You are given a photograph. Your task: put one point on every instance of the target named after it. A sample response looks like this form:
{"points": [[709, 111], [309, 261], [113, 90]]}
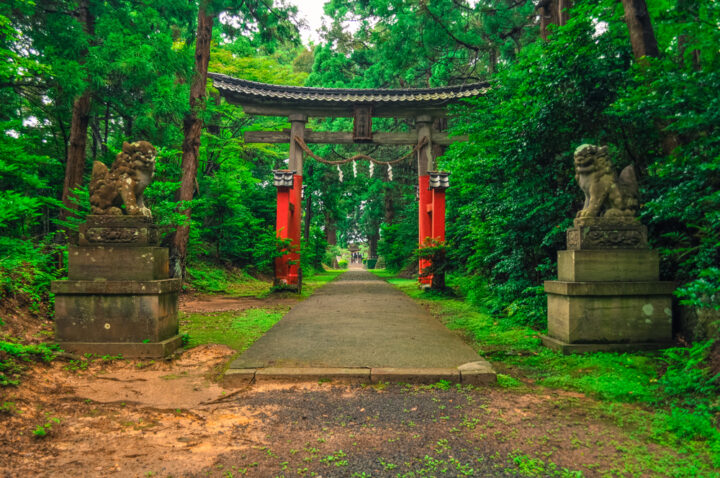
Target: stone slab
{"points": [[237, 378], [126, 349], [477, 373], [108, 287], [567, 348], [608, 265], [610, 319], [645, 288], [118, 263], [414, 375], [108, 318], [606, 233], [305, 374]]}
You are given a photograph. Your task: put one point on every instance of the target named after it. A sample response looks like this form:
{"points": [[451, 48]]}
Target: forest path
{"points": [[358, 320]]}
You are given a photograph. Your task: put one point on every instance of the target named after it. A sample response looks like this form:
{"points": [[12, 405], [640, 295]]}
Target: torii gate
{"points": [[427, 106]]}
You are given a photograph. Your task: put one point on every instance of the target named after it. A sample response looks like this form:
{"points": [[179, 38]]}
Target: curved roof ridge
{"points": [[266, 91]]}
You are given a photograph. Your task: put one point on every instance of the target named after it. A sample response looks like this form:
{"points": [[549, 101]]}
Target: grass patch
{"points": [[679, 406], [237, 330]]}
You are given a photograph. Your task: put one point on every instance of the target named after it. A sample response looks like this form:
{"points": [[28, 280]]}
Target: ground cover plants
{"points": [[669, 397]]}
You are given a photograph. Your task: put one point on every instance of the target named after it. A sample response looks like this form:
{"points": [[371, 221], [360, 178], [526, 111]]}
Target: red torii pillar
{"points": [[289, 210], [431, 197]]}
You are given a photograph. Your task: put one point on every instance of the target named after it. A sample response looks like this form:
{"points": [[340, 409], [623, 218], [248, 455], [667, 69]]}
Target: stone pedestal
{"points": [[608, 296], [118, 298]]}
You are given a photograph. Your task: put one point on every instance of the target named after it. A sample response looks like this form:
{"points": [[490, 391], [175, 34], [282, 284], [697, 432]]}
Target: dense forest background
{"points": [[80, 77]]}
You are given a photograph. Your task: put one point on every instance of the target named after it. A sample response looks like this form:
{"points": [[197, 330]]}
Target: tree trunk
{"points": [[684, 7], [642, 36], [372, 244], [192, 126], [552, 12], [75, 166], [330, 230]]}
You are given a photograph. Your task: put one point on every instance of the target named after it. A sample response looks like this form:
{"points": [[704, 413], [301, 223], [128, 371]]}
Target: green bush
{"points": [[13, 355]]}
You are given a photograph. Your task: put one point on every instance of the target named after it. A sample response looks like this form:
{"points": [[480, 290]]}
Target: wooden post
{"points": [[291, 261], [425, 163]]}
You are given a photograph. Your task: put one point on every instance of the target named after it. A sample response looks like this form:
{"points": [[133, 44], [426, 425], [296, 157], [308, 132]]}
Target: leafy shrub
{"points": [[12, 355]]}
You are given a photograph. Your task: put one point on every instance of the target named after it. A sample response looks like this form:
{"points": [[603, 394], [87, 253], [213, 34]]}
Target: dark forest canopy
{"points": [[83, 76]]}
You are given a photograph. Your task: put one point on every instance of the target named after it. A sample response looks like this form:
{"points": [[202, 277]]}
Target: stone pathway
{"points": [[358, 326]]}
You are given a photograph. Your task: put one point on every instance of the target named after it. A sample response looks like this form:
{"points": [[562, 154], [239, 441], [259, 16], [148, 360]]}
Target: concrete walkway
{"points": [[357, 322]]}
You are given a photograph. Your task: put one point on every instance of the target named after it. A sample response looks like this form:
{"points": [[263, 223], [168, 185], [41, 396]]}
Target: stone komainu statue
{"points": [[606, 194], [124, 182]]}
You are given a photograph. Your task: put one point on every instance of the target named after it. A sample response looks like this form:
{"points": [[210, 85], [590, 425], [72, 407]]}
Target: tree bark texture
{"points": [[552, 12], [192, 126], [642, 36], [75, 165]]}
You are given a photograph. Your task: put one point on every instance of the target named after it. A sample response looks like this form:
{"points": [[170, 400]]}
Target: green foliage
{"points": [[702, 292], [237, 330], [674, 396], [583, 87], [13, 355], [313, 251], [41, 431]]}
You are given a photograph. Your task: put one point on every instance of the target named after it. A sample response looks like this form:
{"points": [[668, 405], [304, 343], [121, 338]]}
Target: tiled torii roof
{"points": [[276, 97]]}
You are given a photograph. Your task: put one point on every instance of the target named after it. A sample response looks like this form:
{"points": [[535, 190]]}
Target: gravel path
{"points": [[358, 320]]}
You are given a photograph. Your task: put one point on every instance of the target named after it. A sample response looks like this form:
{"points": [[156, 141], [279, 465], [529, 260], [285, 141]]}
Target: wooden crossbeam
{"points": [[341, 137]]}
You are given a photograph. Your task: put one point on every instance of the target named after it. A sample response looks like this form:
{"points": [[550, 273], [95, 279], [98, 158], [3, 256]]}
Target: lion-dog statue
{"points": [[606, 194], [123, 184]]}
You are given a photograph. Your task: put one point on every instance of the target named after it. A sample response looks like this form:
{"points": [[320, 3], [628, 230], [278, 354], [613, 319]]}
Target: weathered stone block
{"points": [[312, 374], [606, 233], [415, 375], [118, 263], [608, 265], [609, 312], [87, 311], [126, 349], [120, 231], [477, 373]]}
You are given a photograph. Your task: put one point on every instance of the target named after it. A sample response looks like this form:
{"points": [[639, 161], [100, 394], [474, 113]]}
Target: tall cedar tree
{"points": [[273, 24], [192, 126], [75, 165]]}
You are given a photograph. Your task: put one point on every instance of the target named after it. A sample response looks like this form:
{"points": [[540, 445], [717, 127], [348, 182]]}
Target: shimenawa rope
{"points": [[305, 148]]}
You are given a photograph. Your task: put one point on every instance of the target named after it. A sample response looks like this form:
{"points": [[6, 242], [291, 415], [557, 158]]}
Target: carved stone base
{"points": [[107, 313], [608, 265], [606, 233], [610, 312], [118, 231], [566, 348], [118, 263]]}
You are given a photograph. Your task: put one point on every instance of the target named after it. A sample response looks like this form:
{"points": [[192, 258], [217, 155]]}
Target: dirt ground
{"points": [[171, 418], [168, 418]]}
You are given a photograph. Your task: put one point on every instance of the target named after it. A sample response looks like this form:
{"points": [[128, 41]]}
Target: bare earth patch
{"points": [[207, 303], [168, 418]]}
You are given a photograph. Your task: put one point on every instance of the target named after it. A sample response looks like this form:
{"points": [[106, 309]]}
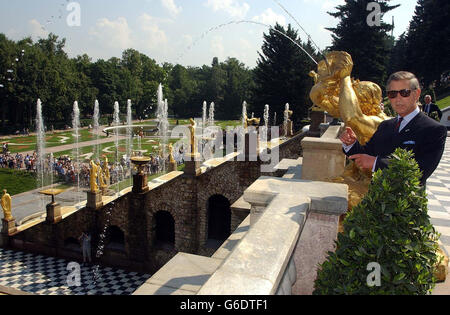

= = = = =

* [Exercise objective]
Please count the lines in the items above that contain the word "forest" and reply with only the number.

* [Full output]
3